▸ How to complete this task: A verbatim copy of the data below is the required output.

▸ Extracted information:

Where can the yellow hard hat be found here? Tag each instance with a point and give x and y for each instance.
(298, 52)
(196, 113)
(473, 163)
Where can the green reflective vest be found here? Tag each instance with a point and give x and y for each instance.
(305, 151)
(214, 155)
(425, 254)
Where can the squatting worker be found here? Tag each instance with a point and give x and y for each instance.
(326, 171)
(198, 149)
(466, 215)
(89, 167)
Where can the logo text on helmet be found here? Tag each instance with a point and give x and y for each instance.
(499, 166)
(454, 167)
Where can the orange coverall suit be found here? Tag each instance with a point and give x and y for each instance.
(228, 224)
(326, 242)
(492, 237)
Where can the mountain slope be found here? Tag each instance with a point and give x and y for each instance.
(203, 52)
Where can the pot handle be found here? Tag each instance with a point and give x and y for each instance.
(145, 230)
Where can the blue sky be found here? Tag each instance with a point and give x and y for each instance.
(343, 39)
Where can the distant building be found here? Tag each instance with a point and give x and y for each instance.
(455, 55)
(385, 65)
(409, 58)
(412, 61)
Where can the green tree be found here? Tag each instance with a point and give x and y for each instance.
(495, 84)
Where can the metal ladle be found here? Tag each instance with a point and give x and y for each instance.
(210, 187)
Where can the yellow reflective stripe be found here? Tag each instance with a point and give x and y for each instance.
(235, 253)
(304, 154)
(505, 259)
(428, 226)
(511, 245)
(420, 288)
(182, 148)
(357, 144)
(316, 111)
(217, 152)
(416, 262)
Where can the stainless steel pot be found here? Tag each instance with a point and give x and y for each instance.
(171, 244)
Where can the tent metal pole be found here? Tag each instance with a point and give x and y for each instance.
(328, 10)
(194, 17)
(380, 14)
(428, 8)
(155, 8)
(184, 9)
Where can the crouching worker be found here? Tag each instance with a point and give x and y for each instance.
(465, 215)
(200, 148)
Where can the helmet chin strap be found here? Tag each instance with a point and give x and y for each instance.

▸ Result for this task:
Where can the yellow hard hat be found here? Tag each instance with a point and give x and y for each instance.
(298, 52)
(196, 113)
(473, 163)
Where can the green reflective vest be found here? Tag each instance with a point and give x and y for each instance.
(305, 151)
(214, 155)
(425, 254)
Where can the squatting worker be found here? Tag each instance with a point and give x and y for each instance.
(326, 171)
(198, 149)
(466, 215)
(89, 167)
Where can the logo text on helmet be found here? Tag each instance with a point and give x and y for each instance.
(499, 166)
(454, 167)
Where can the orange coverall suit be found here? Tag each instance with a point and give x and y for each instance.
(228, 224)
(326, 242)
(492, 237)
Where can the mountain slope be found here? Tag each instance with a point and give x and y for each instance.
(203, 52)
Where can the pot handle be found here? Tag each instance with a point and give x and y for each instance.
(145, 230)
Where can the blue sky be found here? Tag each instance with a point and give x and y for each instance.
(343, 39)
Where can the distant building be found here? Tag each instance with a point and give x and y for each instance.
(455, 55)
(385, 65)
(409, 58)
(412, 61)
Where can the green tree be found here? Tag each instance with a point and give x and y for each instance.
(495, 84)
Where can the metal ladle be found here? Tag each instance with a point and give x and y for each instance.
(210, 187)
Where can the yellow reflective stripe be found here? Tag each instance with a point and give x and y for each instance.
(235, 253)
(304, 154)
(505, 259)
(428, 226)
(511, 245)
(420, 288)
(182, 148)
(357, 144)
(316, 111)
(217, 152)
(416, 262)
Where can the stainless steel pot be found here? Tag each instance with a point and give x and y for each instance.
(171, 244)
Where can the tent metal pole be found here? Tag each instance with a point and give x and y for each instance.
(328, 10)
(194, 17)
(380, 14)
(428, 8)
(155, 8)
(184, 9)
Where can the crouching worker be found here? Tag each instance with a point and give x and y for each instance.
(465, 215)
(200, 148)
Where can the helmet chin strap be found here? Tag each instance with a point and give x and y for each instance.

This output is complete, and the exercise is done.